→ **Exercise**
Print the entire listing. Each line must match the original exactly.
★ ★ ★ ★
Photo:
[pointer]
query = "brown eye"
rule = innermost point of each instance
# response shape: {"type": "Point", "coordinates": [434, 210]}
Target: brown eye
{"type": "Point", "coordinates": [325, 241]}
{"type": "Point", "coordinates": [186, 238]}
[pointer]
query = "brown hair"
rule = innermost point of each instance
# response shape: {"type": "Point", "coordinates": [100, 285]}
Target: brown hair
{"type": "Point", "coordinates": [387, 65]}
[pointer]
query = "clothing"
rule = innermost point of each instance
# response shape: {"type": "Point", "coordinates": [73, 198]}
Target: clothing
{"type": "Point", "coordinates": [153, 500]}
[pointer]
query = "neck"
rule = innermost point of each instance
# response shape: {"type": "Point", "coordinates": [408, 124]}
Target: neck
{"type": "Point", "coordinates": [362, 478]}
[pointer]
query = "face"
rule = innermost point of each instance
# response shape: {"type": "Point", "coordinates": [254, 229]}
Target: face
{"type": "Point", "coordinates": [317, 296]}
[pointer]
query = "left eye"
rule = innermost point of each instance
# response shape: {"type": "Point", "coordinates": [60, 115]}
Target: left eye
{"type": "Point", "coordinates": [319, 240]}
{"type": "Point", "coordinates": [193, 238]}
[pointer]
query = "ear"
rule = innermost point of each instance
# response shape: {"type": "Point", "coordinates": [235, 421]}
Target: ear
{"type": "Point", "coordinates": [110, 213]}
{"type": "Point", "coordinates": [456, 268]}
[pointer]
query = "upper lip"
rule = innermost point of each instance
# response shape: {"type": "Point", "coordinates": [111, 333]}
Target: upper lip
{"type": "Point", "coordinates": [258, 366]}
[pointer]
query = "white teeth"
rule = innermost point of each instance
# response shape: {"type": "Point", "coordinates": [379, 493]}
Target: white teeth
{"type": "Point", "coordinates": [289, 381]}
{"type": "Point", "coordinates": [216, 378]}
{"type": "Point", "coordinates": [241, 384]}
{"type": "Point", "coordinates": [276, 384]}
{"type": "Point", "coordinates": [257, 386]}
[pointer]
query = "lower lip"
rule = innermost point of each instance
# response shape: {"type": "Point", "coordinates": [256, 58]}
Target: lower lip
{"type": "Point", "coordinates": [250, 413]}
★ ★ ★ ★
→ **Solved problem**
Photo:
[pointer]
query = "brown eye"
rule = innermost point of each instance
# response shape: {"type": "Point", "coordinates": [434, 210]}
Target: brown eye
{"type": "Point", "coordinates": [325, 241]}
{"type": "Point", "coordinates": [186, 238]}
[pointer]
query = "brown hair"
rule = innermost point of each instance
# response shape: {"type": "Point", "coordinates": [100, 285]}
Target: brown hair
{"type": "Point", "coordinates": [387, 65]}
[pointer]
query = "clothing"
rule = innermost point of each instance
# response shape: {"type": "Point", "coordinates": [73, 198]}
Target: clothing
{"type": "Point", "coordinates": [153, 500]}
[pointer]
query = "neck"
rule = innermost point of each instance
# response shape: {"type": "Point", "coordinates": [408, 124]}
Target: neck
{"type": "Point", "coordinates": [362, 478]}
[pointer]
query = "face"
rule = innermost point of each instance
# response shape: {"type": "Point", "coordinates": [254, 229]}
Target: face
{"type": "Point", "coordinates": [317, 296]}
[pointer]
query = "left eye"
rule = innermost point of each instance
# response shape: {"type": "Point", "coordinates": [60, 115]}
Target: left eye
{"type": "Point", "coordinates": [319, 240]}
{"type": "Point", "coordinates": [193, 238]}
[pointer]
query = "ear"
rule = innermost point of each instance
# response shape: {"type": "Point", "coordinates": [235, 421]}
Target: ear
{"type": "Point", "coordinates": [110, 213]}
{"type": "Point", "coordinates": [456, 268]}
[pointer]
query = "upper lip"
rule = innermost point of each instance
# response shape: {"type": "Point", "coordinates": [111, 333]}
Target: upper lip
{"type": "Point", "coordinates": [258, 366]}
[pointer]
query = "white teeth"
rule = innermost point of each instance
# response shape: {"type": "Point", "coordinates": [379, 493]}
Target: white teeth
{"type": "Point", "coordinates": [289, 381]}
{"type": "Point", "coordinates": [216, 378]}
{"type": "Point", "coordinates": [241, 384]}
{"type": "Point", "coordinates": [276, 384]}
{"type": "Point", "coordinates": [257, 386]}
[pointer]
query = "lower lip"
rule = innermost point of each instance
# response shape: {"type": "Point", "coordinates": [256, 58]}
Target: lower lip
{"type": "Point", "coordinates": [250, 413]}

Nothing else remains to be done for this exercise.